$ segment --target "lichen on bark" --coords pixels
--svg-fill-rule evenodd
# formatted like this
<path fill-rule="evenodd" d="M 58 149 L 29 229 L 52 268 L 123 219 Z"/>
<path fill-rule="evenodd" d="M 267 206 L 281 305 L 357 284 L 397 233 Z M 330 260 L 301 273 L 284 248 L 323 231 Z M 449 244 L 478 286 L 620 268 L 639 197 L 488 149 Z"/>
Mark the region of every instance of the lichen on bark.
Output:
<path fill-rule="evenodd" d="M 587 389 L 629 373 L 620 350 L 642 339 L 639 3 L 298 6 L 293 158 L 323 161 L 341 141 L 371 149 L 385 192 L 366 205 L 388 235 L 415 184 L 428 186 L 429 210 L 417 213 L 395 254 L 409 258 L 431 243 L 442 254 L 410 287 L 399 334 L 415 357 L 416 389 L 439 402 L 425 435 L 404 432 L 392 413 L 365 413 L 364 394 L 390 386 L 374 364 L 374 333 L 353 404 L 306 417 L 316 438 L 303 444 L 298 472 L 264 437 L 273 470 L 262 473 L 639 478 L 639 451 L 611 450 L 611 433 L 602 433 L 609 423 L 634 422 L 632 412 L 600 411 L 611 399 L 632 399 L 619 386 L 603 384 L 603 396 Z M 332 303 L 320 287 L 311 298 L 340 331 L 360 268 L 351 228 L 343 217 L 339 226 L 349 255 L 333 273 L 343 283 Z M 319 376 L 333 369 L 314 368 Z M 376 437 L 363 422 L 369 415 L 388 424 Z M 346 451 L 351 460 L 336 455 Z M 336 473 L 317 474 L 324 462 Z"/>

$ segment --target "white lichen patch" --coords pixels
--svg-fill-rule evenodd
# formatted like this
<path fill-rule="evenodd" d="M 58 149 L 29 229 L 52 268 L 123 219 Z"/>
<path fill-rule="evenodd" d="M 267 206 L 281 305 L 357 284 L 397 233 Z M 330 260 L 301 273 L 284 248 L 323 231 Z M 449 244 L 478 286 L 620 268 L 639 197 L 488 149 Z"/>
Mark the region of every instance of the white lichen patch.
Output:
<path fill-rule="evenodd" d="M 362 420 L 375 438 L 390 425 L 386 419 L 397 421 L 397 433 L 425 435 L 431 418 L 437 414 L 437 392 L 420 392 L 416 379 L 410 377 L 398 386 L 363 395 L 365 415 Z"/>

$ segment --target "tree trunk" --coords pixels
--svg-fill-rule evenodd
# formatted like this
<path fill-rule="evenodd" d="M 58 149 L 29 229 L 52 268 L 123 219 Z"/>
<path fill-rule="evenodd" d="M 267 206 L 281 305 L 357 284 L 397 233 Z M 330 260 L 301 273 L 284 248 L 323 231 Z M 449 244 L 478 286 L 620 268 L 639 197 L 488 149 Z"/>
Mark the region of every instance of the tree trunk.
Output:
+++++
> **Exercise goal**
Extract the data in full. Keep it word for word.

> **Written answer**
$ segment --target "lichen on bark" --coords pixels
--svg-fill-rule evenodd
# formatted like this
<path fill-rule="evenodd" d="M 58 149 L 29 229 L 52 268 L 123 219 Z"/>
<path fill-rule="evenodd" d="M 267 206 L 281 305 L 357 284 L 397 233 Z M 330 260 L 301 273 L 284 248 L 323 231 Z M 449 244 L 478 286 L 620 268 L 639 197 L 488 149 Z"/>
Mark the region of every instance of the lichen on bark.
Output:
<path fill-rule="evenodd" d="M 587 389 L 629 373 L 620 350 L 642 339 L 639 3 L 298 6 L 293 158 L 323 161 L 341 141 L 371 149 L 385 192 L 366 205 L 388 235 L 415 184 L 428 186 L 429 210 L 417 213 L 395 254 L 409 258 L 431 243 L 442 254 L 410 287 L 399 334 L 415 357 L 416 389 L 439 402 L 425 435 L 404 432 L 392 413 L 365 413 L 364 394 L 390 386 L 374 364 L 374 333 L 353 404 L 306 417 L 316 438 L 303 444 L 298 472 L 264 437 L 273 470 L 262 473 L 639 478 L 639 451 L 611 450 L 611 433 L 602 433 L 609 423 L 634 422 L 632 412 L 600 411 L 611 399 L 632 399 L 619 386 L 603 384 L 603 396 Z M 332 303 L 320 287 L 311 298 L 340 331 L 360 268 L 351 228 L 343 217 L 339 226 L 349 255 L 333 273 L 343 283 Z M 319 376 L 333 369 L 314 368 Z M 376 437 L 363 422 L 369 415 L 388 424 Z M 346 451 L 351 460 L 336 455 Z M 336 473 L 317 474 L 324 462 Z"/>

$ segment --target "white lichen patch" --coords pixels
--svg-fill-rule evenodd
# formatted like this
<path fill-rule="evenodd" d="M 58 149 L 29 229 L 52 268 L 123 219 Z"/>
<path fill-rule="evenodd" d="M 267 206 L 281 305 L 357 284 L 397 233 Z M 330 260 L 301 273 L 284 248 L 323 231 Z M 449 244 L 478 286 L 620 268 L 639 197 L 488 149 Z"/>
Mark the region of every instance of the white lichen patch.
Output:
<path fill-rule="evenodd" d="M 362 420 L 375 438 L 390 425 L 386 419 L 397 421 L 397 433 L 425 435 L 431 418 L 437 414 L 437 392 L 420 392 L 416 379 L 410 377 L 398 386 L 363 395 L 365 415 Z"/>

$ segment --target "tree trunk" --coords pixels
--svg-fill-rule evenodd
# formatted like this
<path fill-rule="evenodd" d="M 58 149 L 29 229 L 52 268 L 123 219 Z"/>
<path fill-rule="evenodd" d="M 267 206 L 281 305 L 357 284 L 397 233 Z M 330 260 L 301 273 L 284 248 L 323 231 Z M 449 244 L 478 286 L 620 268 L 639 197 L 488 149 Z"/>
Mark the region of every instance of the tree trunk.
Output:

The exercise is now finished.